- _DOCUMENT EXTRACT_
┄┄┄┄┄┄

IS26 plays a major role in the mobilisation and accumulation of antibiotic resistance determinants in Gram negative bacteria. Much of the focus has been on the ability of IS26 to create complex mosaic resistance regions containing several different antibiotic resistance determinants by employing an arsenal of different movement mechanisms. However, the role that IS26 plays in amplifying individual resistance genes had not been explored.
MRSN56 is an extensively resistant GC1 Acinetobacter baumannii isolate recovered in 2010 from the wounds of a 20-year-old soldier injured in Afghanistan and returned to the USA for treatment. Treatment with tobramycin, one of the few remaining options, led to the emergence of tobramycin resistance, though no known tobramycin resistance genes were identified. Subsequent examination showed that substantial amplification of Tn6020, which carries the aphA1 resistance gene (kanamycin and neomycin resistance), had led to aphA1 giving an unexpected tobramycin resistance phenotype. However, only short-read data were available for MRSN56 which limited the ability to examine the mechanics of amplification.
The original tobramycin-sensitive MRSN56, two tobramycin resistant clinical derivatives, and a resistant experimental derivative were sequenced on an Oxford Nanopore MinION platform, and the long-read data was combined in a hybrid assembly with available Illumina Miseq data to generate complete genomes. In each resistant isolate, amplification of aphA1 involved the action of IS26. In one instance, homologous recombination between the two copies of IS26 in Tn6020 to generate a circular translocatable unit (TU) followed by IS26-mediated copy-in cointegration had generated up to 77 copies of Tn6020 in a tandem array. In the other two instances, two different IS26-mediated adjacent deletions which created a circular TU were followed by IS26-mediated targeted conservative cointegration to generate 7-65 copies of Tn6020.
Tandem amplification of resistance genes is an important and under-appreciated route to the emergence of novel resistance phenotypes. The role that IS26 plays is likely to be substantial and requires further examination.

┄┄┄┄┄┄

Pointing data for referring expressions
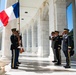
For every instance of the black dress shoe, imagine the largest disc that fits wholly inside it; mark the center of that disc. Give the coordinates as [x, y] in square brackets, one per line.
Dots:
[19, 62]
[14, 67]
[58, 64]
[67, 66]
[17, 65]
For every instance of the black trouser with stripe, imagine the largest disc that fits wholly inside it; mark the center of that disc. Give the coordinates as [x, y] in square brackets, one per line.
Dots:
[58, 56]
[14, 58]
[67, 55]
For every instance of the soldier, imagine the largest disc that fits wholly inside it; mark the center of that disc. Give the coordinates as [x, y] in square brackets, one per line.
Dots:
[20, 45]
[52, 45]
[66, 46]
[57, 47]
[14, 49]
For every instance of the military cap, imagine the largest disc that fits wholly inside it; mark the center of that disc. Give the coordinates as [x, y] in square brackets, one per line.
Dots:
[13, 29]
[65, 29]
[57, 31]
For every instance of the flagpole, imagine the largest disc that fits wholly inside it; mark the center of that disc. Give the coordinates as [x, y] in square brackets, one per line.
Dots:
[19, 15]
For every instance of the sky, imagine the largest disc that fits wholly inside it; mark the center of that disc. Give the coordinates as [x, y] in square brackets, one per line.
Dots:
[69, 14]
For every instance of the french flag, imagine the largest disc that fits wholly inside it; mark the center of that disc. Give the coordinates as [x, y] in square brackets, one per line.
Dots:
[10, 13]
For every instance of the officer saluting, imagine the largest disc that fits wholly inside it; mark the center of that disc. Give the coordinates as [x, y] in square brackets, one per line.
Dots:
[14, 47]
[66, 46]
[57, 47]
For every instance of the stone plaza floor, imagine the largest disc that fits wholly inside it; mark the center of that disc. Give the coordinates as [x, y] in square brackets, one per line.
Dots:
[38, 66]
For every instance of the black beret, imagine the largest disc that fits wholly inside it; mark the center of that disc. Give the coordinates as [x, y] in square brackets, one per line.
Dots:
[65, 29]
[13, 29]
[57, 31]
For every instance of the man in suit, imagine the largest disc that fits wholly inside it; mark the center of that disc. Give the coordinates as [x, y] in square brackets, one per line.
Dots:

┄┄┄┄┄┄

- _WORK REQUIRED_
In the abstract on IS26 and antibiotic resistance, copy the passage that begins with the words "IS26 plays a" and ends after the words "not been explored.".

- _COMPLETED EXERCISE_
IS26 plays a major role in the mobilisation and accumulation of antibiotic resistance determinants in Gram negative bacteria. Much of the focus has been on the ability of IS26 to create complex mosaic resistance regions containing several different antibiotic resistance determinants by employing an arsenal of different movement mechanisms. However, the role that IS26 plays in amplifying individual resistance genes had not been explored.